"""
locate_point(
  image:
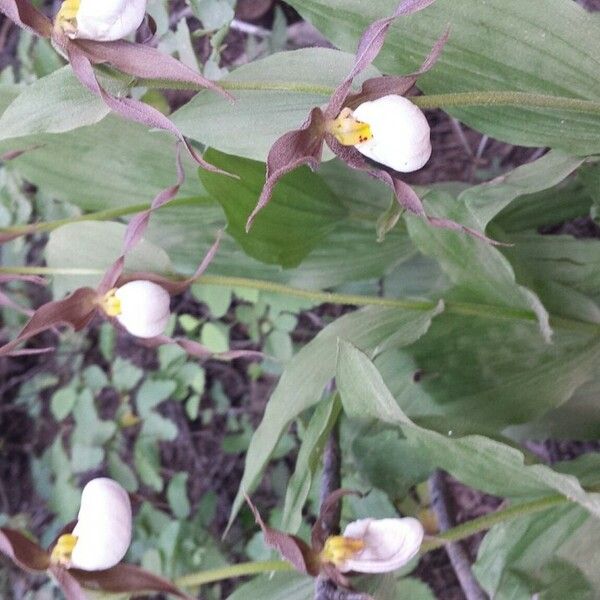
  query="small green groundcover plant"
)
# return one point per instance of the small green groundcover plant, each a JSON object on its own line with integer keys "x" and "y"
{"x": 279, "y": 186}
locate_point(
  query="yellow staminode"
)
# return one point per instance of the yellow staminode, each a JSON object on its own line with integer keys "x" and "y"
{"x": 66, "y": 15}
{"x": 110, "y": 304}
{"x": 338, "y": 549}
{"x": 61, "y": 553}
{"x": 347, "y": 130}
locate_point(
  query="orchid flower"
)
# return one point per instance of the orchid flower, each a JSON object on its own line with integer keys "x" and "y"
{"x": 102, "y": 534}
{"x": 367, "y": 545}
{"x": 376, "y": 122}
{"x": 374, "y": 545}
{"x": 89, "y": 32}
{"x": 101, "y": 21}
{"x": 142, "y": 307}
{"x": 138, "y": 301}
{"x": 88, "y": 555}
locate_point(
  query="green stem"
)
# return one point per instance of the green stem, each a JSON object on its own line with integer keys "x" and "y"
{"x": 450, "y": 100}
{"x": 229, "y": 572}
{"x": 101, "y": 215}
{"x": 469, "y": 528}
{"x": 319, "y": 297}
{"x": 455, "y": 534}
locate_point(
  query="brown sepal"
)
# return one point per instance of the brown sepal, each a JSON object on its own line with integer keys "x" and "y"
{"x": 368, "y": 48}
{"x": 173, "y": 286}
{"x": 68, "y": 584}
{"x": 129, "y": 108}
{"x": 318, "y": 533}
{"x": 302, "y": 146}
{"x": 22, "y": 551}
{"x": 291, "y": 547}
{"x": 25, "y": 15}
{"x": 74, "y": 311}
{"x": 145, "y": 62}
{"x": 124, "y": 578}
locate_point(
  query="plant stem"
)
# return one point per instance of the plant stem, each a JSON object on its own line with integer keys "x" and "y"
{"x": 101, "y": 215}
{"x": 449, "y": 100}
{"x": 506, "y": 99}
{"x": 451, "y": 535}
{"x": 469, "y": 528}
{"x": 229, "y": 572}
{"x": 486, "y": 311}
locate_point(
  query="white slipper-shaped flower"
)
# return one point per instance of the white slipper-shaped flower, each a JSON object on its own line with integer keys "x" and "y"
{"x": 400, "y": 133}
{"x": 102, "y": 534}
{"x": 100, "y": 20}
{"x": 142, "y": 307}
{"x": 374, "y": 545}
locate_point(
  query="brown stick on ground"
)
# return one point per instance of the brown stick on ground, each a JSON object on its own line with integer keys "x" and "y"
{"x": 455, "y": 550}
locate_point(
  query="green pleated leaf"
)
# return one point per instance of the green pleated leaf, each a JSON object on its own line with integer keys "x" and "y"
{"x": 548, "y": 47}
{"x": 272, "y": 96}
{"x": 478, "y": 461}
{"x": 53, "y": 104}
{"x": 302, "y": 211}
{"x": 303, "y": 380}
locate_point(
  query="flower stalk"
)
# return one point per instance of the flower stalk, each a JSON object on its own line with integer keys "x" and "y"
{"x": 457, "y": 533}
"""
"""
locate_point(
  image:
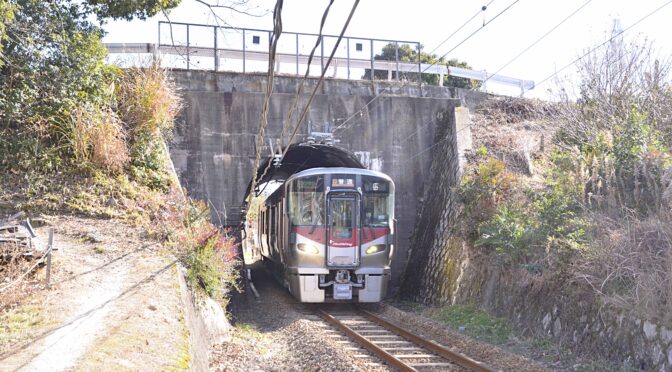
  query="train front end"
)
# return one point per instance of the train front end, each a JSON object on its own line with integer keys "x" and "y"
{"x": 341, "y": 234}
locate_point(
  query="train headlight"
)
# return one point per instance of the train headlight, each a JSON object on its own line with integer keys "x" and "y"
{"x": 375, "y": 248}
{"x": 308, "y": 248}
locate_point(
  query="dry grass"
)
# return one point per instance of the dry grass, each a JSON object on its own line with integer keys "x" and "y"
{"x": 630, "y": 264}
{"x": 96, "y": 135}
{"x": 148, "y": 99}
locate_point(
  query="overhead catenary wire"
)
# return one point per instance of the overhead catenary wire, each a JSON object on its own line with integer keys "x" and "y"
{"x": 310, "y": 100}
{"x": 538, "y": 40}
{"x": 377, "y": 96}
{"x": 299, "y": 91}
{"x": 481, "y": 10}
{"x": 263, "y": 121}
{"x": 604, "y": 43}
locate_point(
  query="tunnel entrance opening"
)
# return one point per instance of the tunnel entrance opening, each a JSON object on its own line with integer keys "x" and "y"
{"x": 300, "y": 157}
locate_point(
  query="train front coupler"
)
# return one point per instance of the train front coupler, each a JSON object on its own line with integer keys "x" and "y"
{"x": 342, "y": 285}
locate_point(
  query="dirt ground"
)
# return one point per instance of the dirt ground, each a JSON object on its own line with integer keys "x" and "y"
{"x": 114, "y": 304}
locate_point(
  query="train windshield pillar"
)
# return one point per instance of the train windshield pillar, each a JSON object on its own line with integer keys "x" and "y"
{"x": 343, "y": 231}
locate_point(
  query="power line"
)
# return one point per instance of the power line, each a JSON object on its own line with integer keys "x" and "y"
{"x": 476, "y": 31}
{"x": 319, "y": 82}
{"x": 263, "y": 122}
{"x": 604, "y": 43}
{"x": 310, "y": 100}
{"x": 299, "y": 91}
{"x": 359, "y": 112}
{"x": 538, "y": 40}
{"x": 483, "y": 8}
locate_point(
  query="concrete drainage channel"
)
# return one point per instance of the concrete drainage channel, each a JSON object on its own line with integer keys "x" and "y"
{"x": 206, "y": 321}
"""
"""
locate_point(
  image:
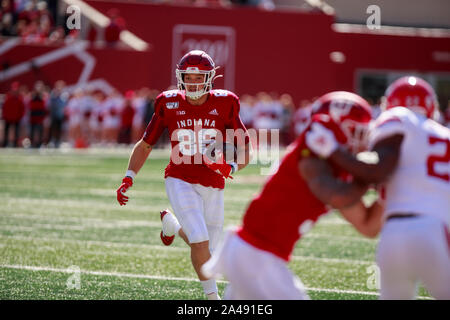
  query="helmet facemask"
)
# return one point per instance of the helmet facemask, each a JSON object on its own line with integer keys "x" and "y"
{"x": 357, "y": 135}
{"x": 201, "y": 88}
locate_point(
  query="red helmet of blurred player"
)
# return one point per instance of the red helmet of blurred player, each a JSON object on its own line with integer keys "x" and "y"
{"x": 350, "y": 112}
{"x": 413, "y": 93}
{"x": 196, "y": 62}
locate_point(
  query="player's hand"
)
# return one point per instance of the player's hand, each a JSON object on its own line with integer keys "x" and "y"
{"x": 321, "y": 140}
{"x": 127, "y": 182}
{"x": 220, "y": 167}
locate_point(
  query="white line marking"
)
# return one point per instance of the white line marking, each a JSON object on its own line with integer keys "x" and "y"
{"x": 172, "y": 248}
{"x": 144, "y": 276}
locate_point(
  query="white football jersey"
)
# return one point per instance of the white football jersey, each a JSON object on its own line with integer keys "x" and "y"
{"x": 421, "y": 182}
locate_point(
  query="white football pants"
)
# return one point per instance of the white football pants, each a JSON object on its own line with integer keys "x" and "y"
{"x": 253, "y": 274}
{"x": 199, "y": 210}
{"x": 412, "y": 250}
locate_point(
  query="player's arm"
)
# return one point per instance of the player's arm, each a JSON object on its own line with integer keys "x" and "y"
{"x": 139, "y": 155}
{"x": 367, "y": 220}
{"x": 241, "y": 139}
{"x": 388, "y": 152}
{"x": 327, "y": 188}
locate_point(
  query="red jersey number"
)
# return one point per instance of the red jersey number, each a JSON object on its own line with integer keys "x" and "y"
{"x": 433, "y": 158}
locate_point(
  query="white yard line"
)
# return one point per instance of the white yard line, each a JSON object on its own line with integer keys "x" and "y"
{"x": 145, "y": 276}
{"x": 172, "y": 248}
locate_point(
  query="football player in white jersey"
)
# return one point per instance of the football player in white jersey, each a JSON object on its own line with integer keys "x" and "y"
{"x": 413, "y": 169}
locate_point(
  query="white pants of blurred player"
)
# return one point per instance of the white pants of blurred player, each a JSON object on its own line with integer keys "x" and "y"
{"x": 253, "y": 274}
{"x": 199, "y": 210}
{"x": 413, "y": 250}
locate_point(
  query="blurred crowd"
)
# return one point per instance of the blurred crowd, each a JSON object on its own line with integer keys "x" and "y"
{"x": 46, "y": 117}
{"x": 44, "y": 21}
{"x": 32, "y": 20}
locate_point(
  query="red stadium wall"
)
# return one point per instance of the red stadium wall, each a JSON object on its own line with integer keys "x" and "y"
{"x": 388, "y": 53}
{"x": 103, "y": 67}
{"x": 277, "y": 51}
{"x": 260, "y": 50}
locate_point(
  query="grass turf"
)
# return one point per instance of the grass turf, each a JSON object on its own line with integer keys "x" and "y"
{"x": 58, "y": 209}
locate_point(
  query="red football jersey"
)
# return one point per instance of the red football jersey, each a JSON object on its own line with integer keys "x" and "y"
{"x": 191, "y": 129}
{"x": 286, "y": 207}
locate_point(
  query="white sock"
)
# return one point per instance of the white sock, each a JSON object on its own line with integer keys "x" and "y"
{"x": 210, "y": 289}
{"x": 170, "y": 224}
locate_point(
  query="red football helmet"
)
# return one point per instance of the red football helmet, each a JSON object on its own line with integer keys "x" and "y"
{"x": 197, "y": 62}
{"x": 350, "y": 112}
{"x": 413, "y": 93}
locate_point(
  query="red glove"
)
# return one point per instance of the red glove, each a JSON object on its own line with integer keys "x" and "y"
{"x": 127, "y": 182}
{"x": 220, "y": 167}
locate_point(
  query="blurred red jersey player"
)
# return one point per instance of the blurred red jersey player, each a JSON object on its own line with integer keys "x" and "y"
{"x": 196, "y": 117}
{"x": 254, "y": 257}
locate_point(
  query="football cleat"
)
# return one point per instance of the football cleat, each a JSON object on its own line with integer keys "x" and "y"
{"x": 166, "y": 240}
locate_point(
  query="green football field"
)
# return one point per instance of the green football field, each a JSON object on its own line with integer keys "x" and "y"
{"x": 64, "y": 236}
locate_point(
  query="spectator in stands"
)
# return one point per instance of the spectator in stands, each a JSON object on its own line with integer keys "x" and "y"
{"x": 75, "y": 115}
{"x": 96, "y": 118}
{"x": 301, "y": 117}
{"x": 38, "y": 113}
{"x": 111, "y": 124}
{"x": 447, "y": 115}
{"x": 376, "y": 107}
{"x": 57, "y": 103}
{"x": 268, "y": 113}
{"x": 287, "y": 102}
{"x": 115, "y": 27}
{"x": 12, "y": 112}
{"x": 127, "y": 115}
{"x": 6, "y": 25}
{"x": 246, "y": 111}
"""
#### EXERCISE:
Report every line of the records above that contains the word "stands", copying each matching line in full. Case counts when matching.

#### CORRECT RESULT:
  query="spectator in stands"
# return one point per instance of the spectator in stands, each a JSON object on its own line with integer keys "x" and "y"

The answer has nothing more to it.